• Your task:
Repeat the following lines word for word, starting at the line that contains "Identify the sky" and continuing through the last of the lines.

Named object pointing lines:
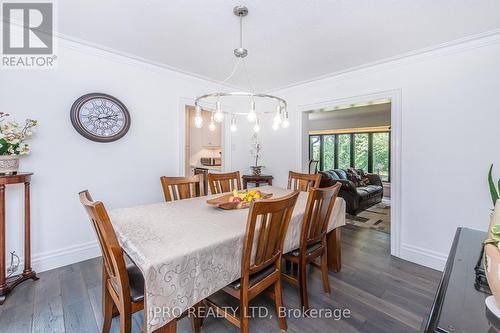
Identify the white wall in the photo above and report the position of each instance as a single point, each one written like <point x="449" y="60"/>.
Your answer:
<point x="450" y="117"/>
<point x="122" y="173"/>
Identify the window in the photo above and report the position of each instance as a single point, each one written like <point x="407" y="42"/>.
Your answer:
<point x="329" y="152"/>
<point x="344" y="154"/>
<point x="381" y="157"/>
<point x="314" y="147"/>
<point x="361" y="151"/>
<point x="367" y="151"/>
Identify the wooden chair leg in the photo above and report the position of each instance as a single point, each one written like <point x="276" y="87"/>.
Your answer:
<point x="278" y="301"/>
<point x="197" y="320"/>
<point x="107" y="308"/>
<point x="125" y="321"/>
<point x="324" y="273"/>
<point x="303" y="288"/>
<point x="244" y="314"/>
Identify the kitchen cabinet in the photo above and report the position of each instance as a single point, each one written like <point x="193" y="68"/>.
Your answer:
<point x="211" y="139"/>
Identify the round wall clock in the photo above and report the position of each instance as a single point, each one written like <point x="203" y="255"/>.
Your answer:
<point x="100" y="117"/>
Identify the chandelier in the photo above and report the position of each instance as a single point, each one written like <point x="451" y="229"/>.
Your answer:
<point x="279" y="112"/>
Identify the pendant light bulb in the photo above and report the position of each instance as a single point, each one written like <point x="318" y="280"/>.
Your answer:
<point x="285" y="123"/>
<point x="198" y="119"/>
<point x="211" y="126"/>
<point x="277" y="116"/>
<point x="252" y="115"/>
<point x="219" y="116"/>
<point x="256" y="127"/>
<point x="234" y="128"/>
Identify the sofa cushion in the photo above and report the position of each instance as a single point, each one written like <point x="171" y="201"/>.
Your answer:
<point x="341" y="174"/>
<point x="355" y="177"/>
<point x="328" y="178"/>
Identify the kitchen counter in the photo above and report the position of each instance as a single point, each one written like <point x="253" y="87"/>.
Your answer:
<point x="208" y="167"/>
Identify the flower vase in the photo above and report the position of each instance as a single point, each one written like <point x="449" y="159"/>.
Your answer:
<point x="492" y="265"/>
<point x="256" y="170"/>
<point x="9" y="164"/>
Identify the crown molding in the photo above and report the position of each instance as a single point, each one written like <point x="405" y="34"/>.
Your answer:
<point x="98" y="50"/>
<point x="455" y="46"/>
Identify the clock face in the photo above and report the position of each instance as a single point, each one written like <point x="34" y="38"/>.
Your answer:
<point x="100" y="117"/>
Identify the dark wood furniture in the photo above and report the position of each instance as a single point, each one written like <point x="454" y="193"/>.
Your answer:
<point x="224" y="182"/>
<point x="313" y="244"/>
<point x="303" y="181"/>
<point x="178" y="188"/>
<point x="265" y="271"/>
<point x="458" y="306"/>
<point x="313" y="166"/>
<point x="123" y="284"/>
<point x="257" y="180"/>
<point x="7" y="284"/>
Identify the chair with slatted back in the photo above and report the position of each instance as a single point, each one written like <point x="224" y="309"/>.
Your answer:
<point x="224" y="182"/>
<point x="267" y="225"/>
<point x="123" y="285"/>
<point x="317" y="215"/>
<point x="313" y="166"/>
<point x="303" y="181"/>
<point x="178" y="188"/>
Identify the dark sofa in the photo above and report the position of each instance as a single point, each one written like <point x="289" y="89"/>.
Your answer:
<point x="357" y="198"/>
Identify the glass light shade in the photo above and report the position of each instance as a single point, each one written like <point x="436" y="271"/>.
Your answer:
<point x="234" y="128"/>
<point x="218" y="116"/>
<point x="211" y="126"/>
<point x="285" y="123"/>
<point x="198" y="121"/>
<point x="252" y="115"/>
<point x="277" y="116"/>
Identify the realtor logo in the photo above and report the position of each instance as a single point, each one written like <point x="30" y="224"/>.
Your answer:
<point x="27" y="31"/>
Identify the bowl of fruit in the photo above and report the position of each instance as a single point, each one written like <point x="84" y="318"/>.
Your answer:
<point x="238" y="199"/>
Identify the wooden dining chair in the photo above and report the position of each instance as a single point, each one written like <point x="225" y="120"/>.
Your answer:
<point x="303" y="181"/>
<point x="178" y="188"/>
<point x="320" y="203"/>
<point x="313" y="166"/>
<point x="267" y="225"/>
<point x="224" y="182"/>
<point x="123" y="285"/>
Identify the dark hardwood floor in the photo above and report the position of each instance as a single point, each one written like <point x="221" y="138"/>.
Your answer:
<point x="383" y="294"/>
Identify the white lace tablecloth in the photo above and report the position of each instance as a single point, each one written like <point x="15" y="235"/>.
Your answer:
<point x="188" y="250"/>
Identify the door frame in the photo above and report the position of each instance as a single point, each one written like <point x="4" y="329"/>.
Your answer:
<point x="396" y="150"/>
<point x="181" y="121"/>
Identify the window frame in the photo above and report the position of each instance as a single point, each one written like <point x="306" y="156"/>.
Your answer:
<point x="352" y="149"/>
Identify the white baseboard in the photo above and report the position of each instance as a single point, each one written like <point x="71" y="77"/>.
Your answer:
<point x="423" y="256"/>
<point x="48" y="260"/>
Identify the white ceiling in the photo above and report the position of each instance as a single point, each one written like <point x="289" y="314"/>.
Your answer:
<point x="288" y="40"/>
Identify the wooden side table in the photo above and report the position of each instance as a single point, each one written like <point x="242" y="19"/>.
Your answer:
<point x="257" y="180"/>
<point x="7" y="284"/>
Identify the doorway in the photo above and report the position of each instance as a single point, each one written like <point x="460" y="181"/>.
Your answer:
<point x="372" y="147"/>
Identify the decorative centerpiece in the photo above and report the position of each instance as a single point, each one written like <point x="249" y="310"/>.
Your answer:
<point x="492" y="250"/>
<point x="256" y="152"/>
<point x="12" y="142"/>
<point x="238" y="200"/>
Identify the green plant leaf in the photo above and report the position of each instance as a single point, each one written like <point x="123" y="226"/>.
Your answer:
<point x="495" y="229"/>
<point x="493" y="190"/>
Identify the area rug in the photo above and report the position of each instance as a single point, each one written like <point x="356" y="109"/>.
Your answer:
<point x="377" y="217"/>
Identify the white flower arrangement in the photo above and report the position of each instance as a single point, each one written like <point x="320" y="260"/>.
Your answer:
<point x="13" y="136"/>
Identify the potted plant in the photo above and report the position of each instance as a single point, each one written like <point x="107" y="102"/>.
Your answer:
<point x="12" y="142"/>
<point x="492" y="247"/>
<point x="256" y="152"/>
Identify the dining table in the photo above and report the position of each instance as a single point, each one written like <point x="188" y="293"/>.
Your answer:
<point x="187" y="249"/>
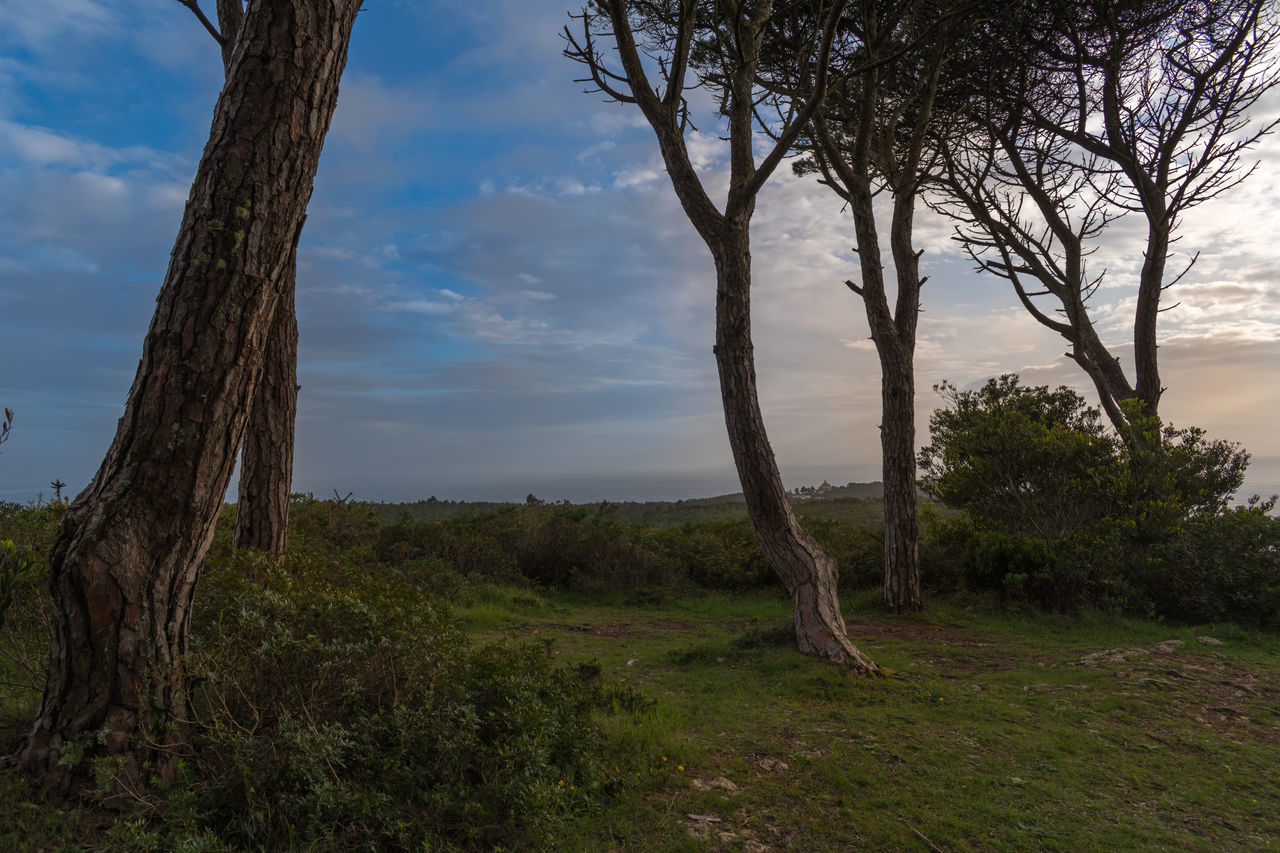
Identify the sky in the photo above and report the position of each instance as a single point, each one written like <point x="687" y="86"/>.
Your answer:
<point x="498" y="293"/>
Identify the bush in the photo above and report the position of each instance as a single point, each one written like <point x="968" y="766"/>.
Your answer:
<point x="1061" y="514"/>
<point x="1220" y="568"/>
<point x="348" y="711"/>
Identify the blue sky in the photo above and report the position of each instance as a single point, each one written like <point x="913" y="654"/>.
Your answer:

• Task answer:
Identify the sky in the photo above and report the position of each instance as a single point, each one written like <point x="687" y="86"/>.
Your answer:
<point x="498" y="293"/>
Identify the bush in the photo above and report the position of each instance as a single point, each one written like <point x="968" y="766"/>.
Your answer:
<point x="1061" y="514"/>
<point x="1220" y="568"/>
<point x="348" y="711"/>
Identify the blue sky in the photo above and report the position of each instance as a single point, each one written like <point x="913" y="654"/>.
Your answer:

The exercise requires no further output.